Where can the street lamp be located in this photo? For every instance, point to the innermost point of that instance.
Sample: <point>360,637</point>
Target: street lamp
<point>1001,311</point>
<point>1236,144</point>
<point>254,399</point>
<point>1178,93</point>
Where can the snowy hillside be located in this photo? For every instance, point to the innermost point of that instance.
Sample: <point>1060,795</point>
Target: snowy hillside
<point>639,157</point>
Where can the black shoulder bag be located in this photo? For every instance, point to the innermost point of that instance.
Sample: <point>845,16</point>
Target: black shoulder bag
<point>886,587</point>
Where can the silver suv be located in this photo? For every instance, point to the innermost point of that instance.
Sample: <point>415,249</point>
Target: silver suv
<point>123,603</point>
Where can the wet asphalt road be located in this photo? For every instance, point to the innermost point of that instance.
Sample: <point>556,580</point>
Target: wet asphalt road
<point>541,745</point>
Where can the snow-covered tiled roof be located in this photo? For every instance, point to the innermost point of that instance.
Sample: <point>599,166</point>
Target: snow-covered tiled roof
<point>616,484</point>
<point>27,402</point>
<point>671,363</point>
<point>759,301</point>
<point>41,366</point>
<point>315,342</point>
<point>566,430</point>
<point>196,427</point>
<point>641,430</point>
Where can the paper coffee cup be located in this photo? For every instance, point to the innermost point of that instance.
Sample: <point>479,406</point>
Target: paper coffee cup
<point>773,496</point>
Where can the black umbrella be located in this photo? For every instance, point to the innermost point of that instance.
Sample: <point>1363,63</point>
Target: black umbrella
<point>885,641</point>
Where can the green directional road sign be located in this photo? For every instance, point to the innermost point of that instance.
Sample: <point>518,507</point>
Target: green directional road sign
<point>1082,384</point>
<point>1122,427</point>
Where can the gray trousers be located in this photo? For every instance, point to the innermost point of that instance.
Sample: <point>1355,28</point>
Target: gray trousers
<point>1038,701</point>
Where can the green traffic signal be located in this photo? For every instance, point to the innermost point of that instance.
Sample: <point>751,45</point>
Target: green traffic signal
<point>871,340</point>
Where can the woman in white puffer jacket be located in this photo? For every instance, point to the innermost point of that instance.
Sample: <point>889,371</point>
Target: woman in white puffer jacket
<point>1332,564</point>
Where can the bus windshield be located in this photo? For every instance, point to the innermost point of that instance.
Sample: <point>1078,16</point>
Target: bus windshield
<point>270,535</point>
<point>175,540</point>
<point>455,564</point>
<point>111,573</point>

━━━━━━━━━━

▶ [WORK TO COMPLETE]: Switch "innermost" to "most central" everywhere it occurs in the lines above, and give the lines again with nothing else changed.

▶ [TASK RESPONSE]:
Where can the street lamp be located in this photo? For every instance, point to the most central point of that instance.
Sample: <point>360,637</point>
Target: street lamp
<point>1001,311</point>
<point>1236,144</point>
<point>254,399</point>
<point>1178,93</point>
Where can the snowy hillside be located in this photo? For every instance, point to the most central point of that instance.
Sample: <point>1060,795</point>
Target: snowy hillside
<point>639,157</point>
Where can the black shoulder bag be located in this photo? For every instance, point to the most central point of that instance.
Sample: <point>845,16</point>
Target: black shoulder bag
<point>886,587</point>
Where can the silver suv be located in this photo? For every instance, point to the most central point of that instance.
Sample: <point>415,249</point>
Target: silver suv
<point>123,603</point>
Where can the wet asphalt road be located in this photo? For every instance, point to the most central point of that instance.
Sample: <point>556,580</point>
Target: wet asphalt road
<point>541,745</point>
Where can the snow-covered tiled roof be located in this photo? For every instance, point to the most central point of that instance.
Sample: <point>599,166</point>
Target: snow-covered tiled roof
<point>616,484</point>
<point>27,402</point>
<point>671,363</point>
<point>759,301</point>
<point>41,366</point>
<point>315,342</point>
<point>566,430</point>
<point>196,427</point>
<point>641,430</point>
Where can the paper coffee cup be located in this photo? For every instance, point to the most central point of that instance.
Sample: <point>479,406</point>
Target: paper coffee cup
<point>773,496</point>
Where can the black umbrella be located in this photo? For every instance, point to the most central point of that instance.
Sample: <point>1363,63</point>
Target: black umbrella
<point>885,641</point>
Where can the green directional road sign be located in this photo? For every instance, point to the most central point of that instance.
Sample: <point>518,507</point>
Target: green directional road sign
<point>1082,384</point>
<point>1122,427</point>
Where can the gray trousers be located in this photo? For every instance, point to the most central point of that instance.
Sample: <point>1355,28</point>
Target: gray trousers
<point>1038,701</point>
Where can the green traffic signal be located in this photo? For every instance, point to the most central point of that instance.
Sample: <point>751,45</point>
Target: green traffic signal
<point>871,340</point>
Where can the woman in white puffer jacket be located in this photo? For every instance, point to the most central point of that instance.
Sample: <point>889,371</point>
Target: woman in white puffer jacket
<point>1332,564</point>
Where can the bus windshield be located in this photo? For every instance, point to the most central point of that instance.
Sample: <point>1078,16</point>
Target: bus windshield
<point>270,535</point>
<point>175,540</point>
<point>455,564</point>
<point>111,573</point>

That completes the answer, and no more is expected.